======== TEXTO PARA LEITURA

Valor: É fácil voltar a crescer imediatamente, no Brasil?

Bielschowsky: A partir de agora e, digamos, em 2007 e 2008, basta eliminar o extremo conservadorismo na política de combate à inflação, resultante, talvez, de nosso passado hiperinflacionário, mas já totalmente fora de lugar. Não há, hoje, limitações de capacidade produtiva ou na capacidade para importar que justifiquem temor exagerado com o retorno da inflação. Ela está em níveis baixíssimos, a indexação praticamente desapareceu, mudou o patamar das exportações brasileiras e as reservas são confortáveis, os gastos fiscais estão sob controle, sob vigilância da sociedade. Mesmo na questão mais complicada, da produção de energia elétrica, há como recuperar o atraso, se a política econômica voltar-se efetivamente para o crescimento.

Valor: O que falta, para crescer?

================
======== BLOCO DE DADOS

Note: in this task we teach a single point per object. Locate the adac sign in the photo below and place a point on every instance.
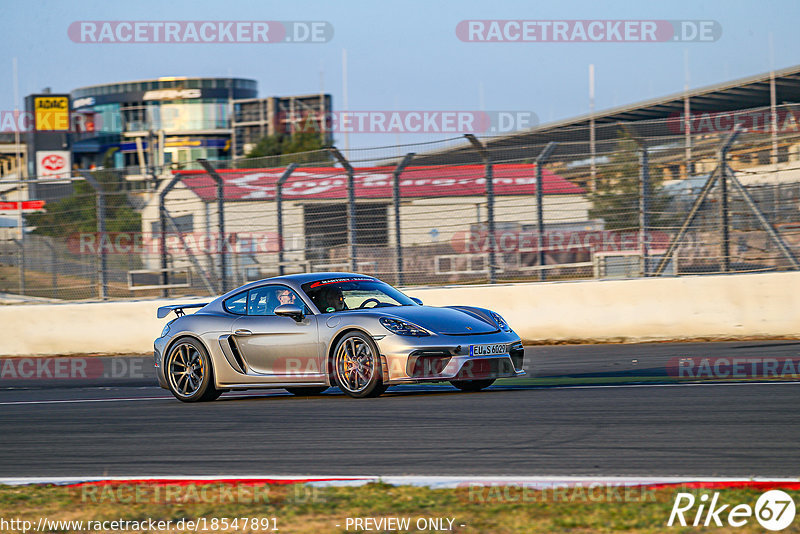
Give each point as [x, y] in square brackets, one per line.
[52, 113]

================

REQUISITOS DAS TAREFAS:
A – Segundo o texto sobre crescimento no Brasil, em que níveis está a inflação?
B – Com base no texto sobre crescimento no Brasil, explique por que Bielschowsky considera exagerado o temor de que a inflação volte.
C – Transcreva do texto sobre crescimento no Brasil o trecho que começa em "Valor: É fácil" e termina em "para o crescimento.".
O material vem de uma fonte diferente da do texto.

RESPOSTAS FORNECIDAS:
A – Em níveis baixíssimos.

B – Para ele, hoje não há limitações de capacidade produtiva nem de capacidade para importar que justifiquem esse temor. A inflação está em níveis baixíssimos e a indexação praticamente desapareceu. Além disso, mudou o patamar das exportações, as reservas são confortáveis e os gastos fiscais estão sob controle.

C –
Valor: É fácil voltar a crescer imediatamente, no Brasil?

Bielschowsky: A partir de agora e, digamos, em 2007 e 2008, basta eliminar o extremo conservadorismo na política de combate à inflação, resultante, talvez, de nosso passado hiperinflacionário, mas já totalmente fora de lugar. Não há, hoje, limitações de capacidade produtiva ou na capacidade para importar que justifiquem temor exagerado com o retorno da inflação. Ela está em níveis baixíssimos, a indexação praticamente desapareceu, mudou o patamar das exportações brasileiras e as reservas são confortáveis, os gastos fiscais estão sob controle, sob vigilância da sociedade. Mesmo na questão mais complicada, da produção de energia elétrica, há como recuperar o atraso, se a política econômica voltar-se efetivamente para o crescimento.